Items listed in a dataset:
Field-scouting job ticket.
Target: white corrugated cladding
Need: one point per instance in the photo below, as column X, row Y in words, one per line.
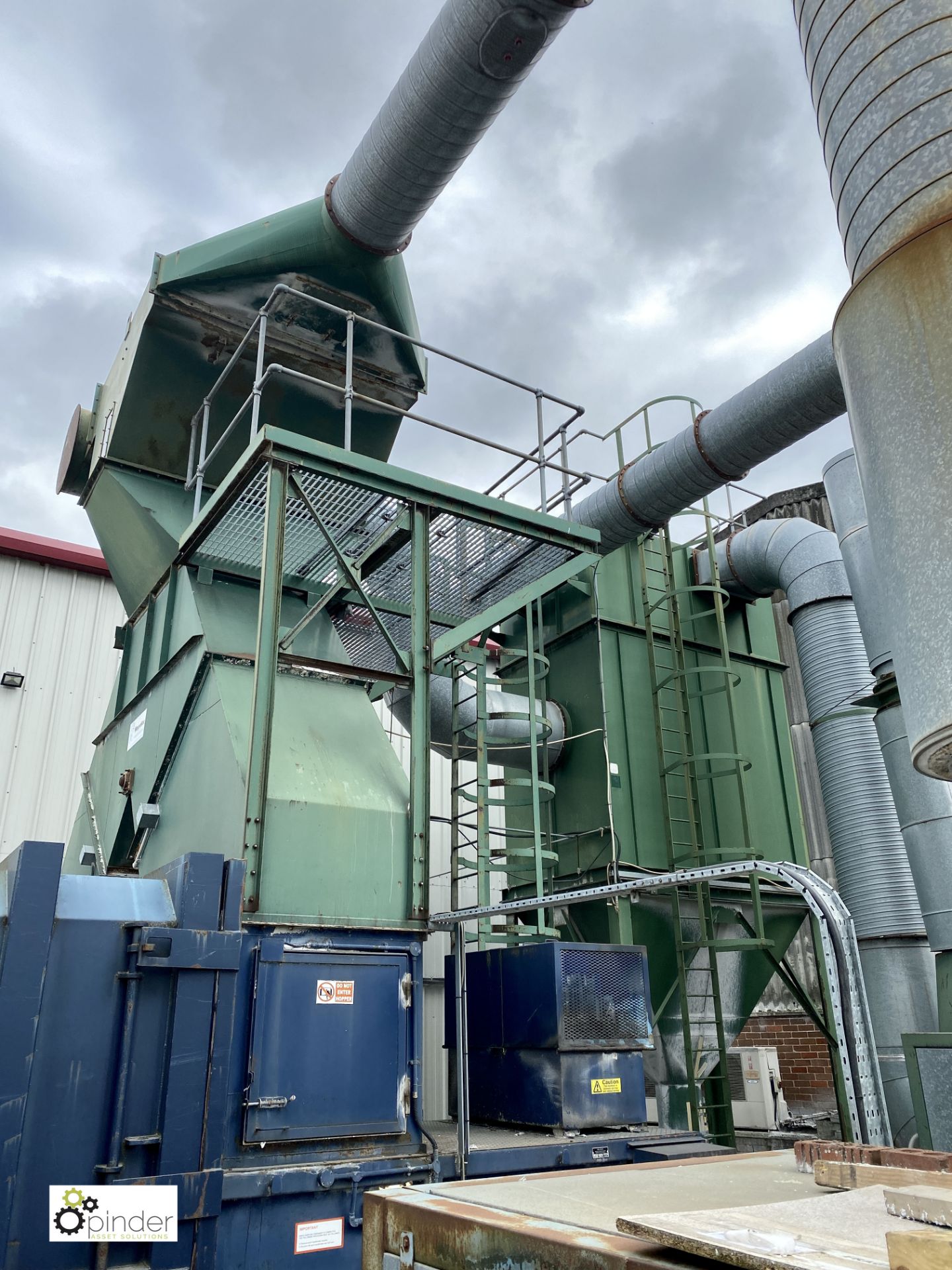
column 56, row 626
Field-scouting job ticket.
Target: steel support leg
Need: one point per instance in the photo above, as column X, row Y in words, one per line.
column 266, row 673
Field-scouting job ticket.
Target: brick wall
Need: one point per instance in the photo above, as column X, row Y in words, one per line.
column 804, row 1058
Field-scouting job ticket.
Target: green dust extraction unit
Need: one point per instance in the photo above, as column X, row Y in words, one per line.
column 220, row 986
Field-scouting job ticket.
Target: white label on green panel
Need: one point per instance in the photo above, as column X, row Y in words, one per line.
column 138, row 730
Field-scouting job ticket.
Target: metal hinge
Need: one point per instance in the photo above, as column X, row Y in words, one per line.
column 272, row 1104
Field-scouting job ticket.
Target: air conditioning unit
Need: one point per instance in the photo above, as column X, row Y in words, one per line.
column 757, row 1090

> What is expected: Reproduce all the entries that precede this task, word for word, minus any pictures.

> Exercise response:
Field-scouting job ticket.
Target: white corrugated cladding
Need: one point per instance in the photo below, as column X, row Y in words, one per line.
column 56, row 626
Field-scouting job ticket.
Target: steel support leg
Need: one point per instance in the photo above, as column X, row Y in words, one per line.
column 266, row 673
Field-scouting job ticket.
Target: brick wall
Need: one point per instance in the photo above, as column X, row Y in words, one per line.
column 804, row 1058
Field-scouting job ticket.
Target: green dust extraction unit
Need: one point per instance in the photo above, as column X, row Y in words, one per line.
column 220, row 986
Field-scouting job ticket.
Target: white label on green panel
Need: one point per instance in the photo above, as column X, row Y in words, one per line.
column 138, row 730
Field-scouting job ticket.
Target: metal hinge
Need: one point per instance in the photo above, as column X, row Y in words, one per line.
column 272, row 1104
Field-scouting job ticket.
Target: air conditioning unit
Need: one point per instance in the photo above, as column X, row Y in words, one per line.
column 757, row 1090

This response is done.